(Saved data entries)
-*-

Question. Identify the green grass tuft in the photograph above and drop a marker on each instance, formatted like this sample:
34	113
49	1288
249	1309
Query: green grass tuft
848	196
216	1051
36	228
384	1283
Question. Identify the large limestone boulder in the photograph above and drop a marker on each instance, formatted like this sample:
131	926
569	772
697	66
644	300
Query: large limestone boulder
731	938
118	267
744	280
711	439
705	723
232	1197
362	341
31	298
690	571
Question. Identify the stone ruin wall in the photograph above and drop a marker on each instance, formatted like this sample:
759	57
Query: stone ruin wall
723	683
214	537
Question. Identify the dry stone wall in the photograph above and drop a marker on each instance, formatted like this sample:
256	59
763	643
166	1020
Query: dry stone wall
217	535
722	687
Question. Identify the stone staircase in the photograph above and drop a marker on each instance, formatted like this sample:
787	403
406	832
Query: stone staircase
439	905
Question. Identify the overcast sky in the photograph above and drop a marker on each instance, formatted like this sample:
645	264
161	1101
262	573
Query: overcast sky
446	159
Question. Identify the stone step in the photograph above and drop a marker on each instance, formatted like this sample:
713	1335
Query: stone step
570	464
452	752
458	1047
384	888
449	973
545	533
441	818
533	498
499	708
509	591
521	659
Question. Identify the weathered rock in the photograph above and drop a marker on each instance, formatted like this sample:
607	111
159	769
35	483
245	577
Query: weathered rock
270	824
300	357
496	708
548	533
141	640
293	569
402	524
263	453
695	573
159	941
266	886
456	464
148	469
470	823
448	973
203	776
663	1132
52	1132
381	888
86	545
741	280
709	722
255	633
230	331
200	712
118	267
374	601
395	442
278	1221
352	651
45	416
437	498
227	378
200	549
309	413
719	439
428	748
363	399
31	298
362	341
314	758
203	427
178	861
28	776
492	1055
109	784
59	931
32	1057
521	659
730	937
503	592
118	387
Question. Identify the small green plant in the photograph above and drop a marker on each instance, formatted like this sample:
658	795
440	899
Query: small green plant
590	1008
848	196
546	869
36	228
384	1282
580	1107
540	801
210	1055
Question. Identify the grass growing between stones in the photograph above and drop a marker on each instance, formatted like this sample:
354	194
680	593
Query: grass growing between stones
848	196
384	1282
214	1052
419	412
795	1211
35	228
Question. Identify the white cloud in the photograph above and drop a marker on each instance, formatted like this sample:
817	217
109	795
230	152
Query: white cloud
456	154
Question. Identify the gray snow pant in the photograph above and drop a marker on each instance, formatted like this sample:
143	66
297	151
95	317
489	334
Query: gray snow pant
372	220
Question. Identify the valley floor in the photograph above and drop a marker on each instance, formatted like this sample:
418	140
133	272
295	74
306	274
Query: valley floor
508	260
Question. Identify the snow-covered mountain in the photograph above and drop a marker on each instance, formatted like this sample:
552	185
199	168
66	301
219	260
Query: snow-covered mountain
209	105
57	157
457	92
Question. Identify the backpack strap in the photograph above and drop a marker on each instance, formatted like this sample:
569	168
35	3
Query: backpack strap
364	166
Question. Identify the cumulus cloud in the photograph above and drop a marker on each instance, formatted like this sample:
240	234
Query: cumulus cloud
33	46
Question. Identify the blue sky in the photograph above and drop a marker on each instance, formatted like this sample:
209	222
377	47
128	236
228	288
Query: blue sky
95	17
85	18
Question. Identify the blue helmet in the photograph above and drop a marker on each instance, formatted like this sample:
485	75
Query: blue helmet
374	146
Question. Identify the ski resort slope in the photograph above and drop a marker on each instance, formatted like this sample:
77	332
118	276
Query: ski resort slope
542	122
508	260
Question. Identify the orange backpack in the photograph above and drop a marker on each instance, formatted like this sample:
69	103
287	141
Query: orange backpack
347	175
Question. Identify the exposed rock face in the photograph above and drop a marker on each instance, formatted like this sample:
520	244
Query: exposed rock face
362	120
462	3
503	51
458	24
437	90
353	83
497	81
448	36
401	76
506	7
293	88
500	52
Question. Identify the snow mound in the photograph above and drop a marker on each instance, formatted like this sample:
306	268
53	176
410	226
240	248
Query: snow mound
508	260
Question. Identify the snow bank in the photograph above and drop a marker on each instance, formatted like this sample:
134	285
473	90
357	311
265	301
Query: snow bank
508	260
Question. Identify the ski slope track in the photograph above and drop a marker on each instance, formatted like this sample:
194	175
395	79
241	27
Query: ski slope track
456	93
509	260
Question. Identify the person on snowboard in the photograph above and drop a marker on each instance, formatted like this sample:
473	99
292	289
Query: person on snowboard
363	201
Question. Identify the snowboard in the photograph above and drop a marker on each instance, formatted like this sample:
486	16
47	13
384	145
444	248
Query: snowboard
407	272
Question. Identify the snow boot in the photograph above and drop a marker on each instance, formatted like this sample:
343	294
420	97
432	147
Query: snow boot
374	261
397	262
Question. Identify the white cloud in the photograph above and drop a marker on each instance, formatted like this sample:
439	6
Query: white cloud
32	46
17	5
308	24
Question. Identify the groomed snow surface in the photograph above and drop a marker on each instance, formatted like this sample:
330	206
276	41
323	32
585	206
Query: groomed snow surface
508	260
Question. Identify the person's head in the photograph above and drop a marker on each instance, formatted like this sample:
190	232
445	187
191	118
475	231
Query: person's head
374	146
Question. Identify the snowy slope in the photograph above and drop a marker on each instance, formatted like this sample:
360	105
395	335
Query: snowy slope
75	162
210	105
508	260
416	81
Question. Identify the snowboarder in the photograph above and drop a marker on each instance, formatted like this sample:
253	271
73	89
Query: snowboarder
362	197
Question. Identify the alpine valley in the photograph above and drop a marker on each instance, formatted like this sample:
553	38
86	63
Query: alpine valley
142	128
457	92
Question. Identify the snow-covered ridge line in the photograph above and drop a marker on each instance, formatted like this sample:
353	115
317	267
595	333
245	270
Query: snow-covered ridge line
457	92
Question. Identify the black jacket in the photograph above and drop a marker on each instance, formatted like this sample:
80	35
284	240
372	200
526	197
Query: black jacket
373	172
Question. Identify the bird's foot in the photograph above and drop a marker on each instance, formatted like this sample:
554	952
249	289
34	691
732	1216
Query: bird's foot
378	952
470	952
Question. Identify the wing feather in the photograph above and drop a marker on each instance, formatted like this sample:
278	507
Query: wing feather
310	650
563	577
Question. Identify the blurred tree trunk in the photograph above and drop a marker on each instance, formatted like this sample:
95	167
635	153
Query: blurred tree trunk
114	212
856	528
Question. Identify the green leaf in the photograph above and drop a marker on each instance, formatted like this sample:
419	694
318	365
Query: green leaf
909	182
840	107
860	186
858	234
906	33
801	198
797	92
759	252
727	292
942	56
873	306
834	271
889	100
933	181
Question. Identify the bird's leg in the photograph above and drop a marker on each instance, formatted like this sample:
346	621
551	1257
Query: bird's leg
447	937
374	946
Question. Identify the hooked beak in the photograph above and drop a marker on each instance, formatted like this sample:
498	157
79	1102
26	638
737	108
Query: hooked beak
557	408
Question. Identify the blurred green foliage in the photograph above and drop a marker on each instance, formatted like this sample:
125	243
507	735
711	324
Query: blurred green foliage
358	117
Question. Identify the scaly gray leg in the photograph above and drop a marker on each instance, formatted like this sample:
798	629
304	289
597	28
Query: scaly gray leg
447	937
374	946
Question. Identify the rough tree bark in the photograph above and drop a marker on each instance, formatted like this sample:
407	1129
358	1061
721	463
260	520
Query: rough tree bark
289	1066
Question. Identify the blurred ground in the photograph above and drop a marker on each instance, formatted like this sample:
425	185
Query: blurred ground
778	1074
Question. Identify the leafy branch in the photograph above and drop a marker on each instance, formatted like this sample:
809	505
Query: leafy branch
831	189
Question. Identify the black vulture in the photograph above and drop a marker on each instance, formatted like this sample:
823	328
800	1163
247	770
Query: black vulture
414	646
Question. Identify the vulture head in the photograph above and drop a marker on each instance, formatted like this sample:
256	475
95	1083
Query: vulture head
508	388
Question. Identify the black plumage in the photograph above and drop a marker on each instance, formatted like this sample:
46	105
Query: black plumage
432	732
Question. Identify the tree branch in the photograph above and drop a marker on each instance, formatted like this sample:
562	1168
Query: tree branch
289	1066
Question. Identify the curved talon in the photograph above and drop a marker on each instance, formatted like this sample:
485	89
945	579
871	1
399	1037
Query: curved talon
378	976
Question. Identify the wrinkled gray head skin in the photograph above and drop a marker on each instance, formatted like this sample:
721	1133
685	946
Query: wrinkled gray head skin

-*-

● **EXERCISE OBJECTIVE**: Read through the data and copy every line where "wrinkled" shows up.

● **SOLUTION FOR THIS TASK**:
Question. Identify the wrinkled gray head skin in the photograph above and drop a marker on each instance, formatted like this sample:
Query: wrinkled gray head skin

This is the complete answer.